Excerpt to read -
══════════════════════════════

The lawsuit arrives amid a structural reality that Silicon Valley companies have long navigated: California bans noncompete agreements almost entirely. Since 1872, the state has maintained a near-absolute prohibition on contracts that restrain employees from working for competitors. In 2024, [two new laws](https://www.hklaw.com/en/insights/publications/2024/02/california-regulation-impacting-noncompete-agreements-requires) gave that prohibition real teeth. Senate Bill 699 and Assembly Bill 1076 made it a civil violation for employers to even attempt enforcement, created private rights of action with attorney fee recovery, and required companies to notify employees that any existing noncompete clauses were void.

The policy rationale is clear: promote employee mobility and innovation. But the consequence is equally clear: when employees leave, they take what's in their heads with them, and California law largely protects their right to do so. Companies must rely on narrower protections: [trade secret law and NDAs](/news/leaving-frontier-ai-labs-is-the-new-dropping-out-of-stanford/).

NDAs remain enforceable in California, but enforcement requires proving that specific proprietary information was disclosed. That evidentiary burden explains why Apple's complaint is so detailed about file downloads, laptop retention, and network access exploits. Trade secret claims require demonstrating not just that secrets existed, but that they were improperly acquired and used.

## The No-Poach History

The irony of Apple bringing this case is thick. A decade ago, Apple stood at the center of the [Silicon Valley no-poach conspiracy](https://en.wikipedia.org/wiki/High-Tech_Employee_Antitrust_Litigation), a scheme in which Apple, Google, Intel, Adobe, and other firms agreed not to cold-call each other's employees. The cartel suppressed wages for an estimated 64,000 workers. The Justice Department broke it up in 2010, and the companies eventually settled a class action for $415 million.

Apple learned that collusion to prevent hiring is illegal. Aggressive poaching, by contrast, is not. The company's only recourse now is to prove that OpenAI crossed the line from legitimate competition into misappropriation.

## The OpenAI Hardware Ambition

The timing matters. [OpenAI acquired io Products](/news/anthropic-releases-claude-sonnet-5-its-most-agentic-mid-tier-model-yet/), the device startup co-founded by former Apple design chief Jony Ive and Tang Tan, for $6.5 billion in May 2025. The merger brought 55 employees into OpenAI, many of them Apple veterans. Apple's complaint notes that more than 400 former Apple employees now work at OpenAI.

══════════════════════════════

What you will do -
[a] According to the text about Apple's lawsuit, since what year has California maintained its near-absolute prohibition on noncompete contracts?
[b] Rewrite the passage of the text about Apple's lawsuit from "## The OpenAI" to "work at OpenAI.", replacing "merger" with "deal".
[c] Write the next part of the text about Apple's lawsuit and California noncompete law, picking up after its last sentence.
The items that come next have no connection to the text about Apple's lawsuit.

Images for locating objects -
══════════════════════════════

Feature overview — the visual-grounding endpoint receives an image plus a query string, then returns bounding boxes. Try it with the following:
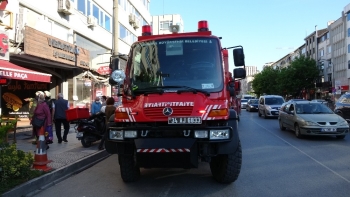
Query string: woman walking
[32,94,52,149]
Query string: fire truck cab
[105,21,246,183]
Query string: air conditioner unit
[129,14,135,24]
[134,19,140,29]
[57,0,73,15]
[87,15,97,27]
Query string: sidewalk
[2,121,109,197]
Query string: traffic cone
[33,127,52,172]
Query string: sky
[150,0,350,71]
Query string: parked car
[334,93,350,121]
[278,101,349,139]
[241,99,248,109]
[258,95,285,118]
[245,99,259,112]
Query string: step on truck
[105,21,246,183]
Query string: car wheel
[278,119,286,131]
[336,135,345,139]
[294,124,303,139]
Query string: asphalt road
[36,110,350,197]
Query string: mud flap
[135,138,198,169]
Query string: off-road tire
[80,134,92,148]
[335,135,345,139]
[210,142,242,183]
[118,155,140,182]
[278,120,286,131]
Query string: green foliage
[0,144,43,192]
[252,56,320,95]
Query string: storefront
[10,26,90,107]
[0,60,51,118]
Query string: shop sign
[96,66,111,75]
[24,26,90,69]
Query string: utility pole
[112,0,119,57]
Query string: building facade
[0,0,151,118]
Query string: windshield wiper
[177,86,210,96]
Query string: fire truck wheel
[210,142,242,183]
[80,135,92,148]
[118,155,140,182]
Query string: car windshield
[249,99,259,104]
[265,97,284,105]
[130,37,223,94]
[295,103,333,114]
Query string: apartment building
[0,0,151,118]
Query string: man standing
[91,97,102,115]
[52,93,69,144]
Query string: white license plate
[77,132,84,138]
[168,117,202,124]
[321,128,337,132]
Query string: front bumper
[300,126,349,136]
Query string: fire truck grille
[144,107,193,120]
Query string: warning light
[0,78,7,85]
[198,21,209,31]
[142,25,152,36]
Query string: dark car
[334,93,350,121]
[245,99,259,112]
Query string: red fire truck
[105,21,246,183]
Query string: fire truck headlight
[109,130,124,140]
[124,131,137,138]
[209,108,228,117]
[194,130,208,138]
[209,129,230,140]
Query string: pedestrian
[91,97,102,115]
[52,93,70,144]
[24,91,44,145]
[44,90,53,144]
[98,97,116,150]
[101,96,107,106]
[32,94,52,149]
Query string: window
[105,15,111,31]
[78,0,86,15]
[92,4,100,21]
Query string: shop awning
[0,60,51,83]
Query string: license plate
[321,128,337,132]
[168,117,202,124]
[77,132,84,138]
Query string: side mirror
[109,58,119,72]
[233,68,247,79]
[233,48,245,66]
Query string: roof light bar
[198,21,209,31]
[142,25,152,36]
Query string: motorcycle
[75,112,106,148]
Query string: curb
[2,150,110,197]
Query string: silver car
[278,101,349,139]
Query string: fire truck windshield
[128,37,223,93]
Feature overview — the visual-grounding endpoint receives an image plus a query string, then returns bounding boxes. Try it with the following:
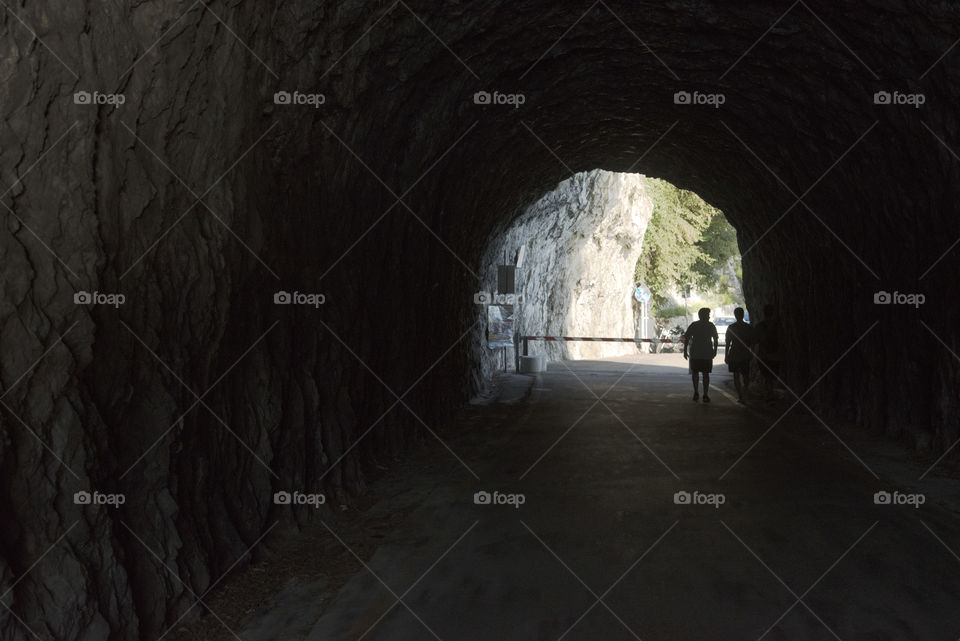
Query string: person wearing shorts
[683,307,719,403]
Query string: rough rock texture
[0,0,960,640]
[475,170,653,367]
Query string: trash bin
[520,354,547,374]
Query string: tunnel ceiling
[0,0,960,639]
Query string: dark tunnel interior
[0,0,960,641]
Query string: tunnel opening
[473,169,749,380]
[0,0,960,641]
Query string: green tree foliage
[635,178,739,307]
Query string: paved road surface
[255,355,960,641]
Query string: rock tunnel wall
[473,170,653,376]
[0,0,960,640]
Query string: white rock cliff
[481,170,653,371]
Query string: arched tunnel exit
[0,0,960,641]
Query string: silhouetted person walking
[723,307,754,403]
[683,307,719,403]
[756,303,783,388]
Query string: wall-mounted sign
[487,305,514,349]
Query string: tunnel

══════════════════════════════

Responses for each task -
[a] Since 1872.

[b]
## The OpenAI Hardware Ambition

The timing matters. [OpenAI acquired io Products](/news/anthropic-releases-claude-sonnet-5-its-most-agentic-mid-tier-model-yet/), the device startup co-founded by former Apple design chief Jony Ive and Tang Tan, for $6.5 billion in May 2025. The deal brought 55 employees into OpenAI, many of them Apple veterans. Apple's complaint notes that more than 400 former Apple employees now work at OpenAI.

[c]
Sam Altman has signaled plans for a "family of devices" that would compete directly with the iPhone. OpenAI's chief global affairs officer told Axios in January that the first device would arrive in the first half of 2026. If Apple's allegations hold, that launch timeline now sits under a legal cloud.

OpenAI denied the accusations in a statement: "We have no interest in other companies' trade secrets. We remain focused on building innovative technology that empowers people everywhere."

Apple sent OpenAI a letter in February raising concerns about proprietary information flowing to the company, according to the complaint. OpenAI did not respond.

## What Comes Next

Apple is asking the court to bar OpenAI from using or disclosing its trade secrets, compel the return of all misappropriated materials, and preserve evidence. The discovery process will likely expose internal communications, access logs, and device records. If Apple can demonstrate that senior leadership knew about or directed the alleged conduct, liability could extend beyond individual employees.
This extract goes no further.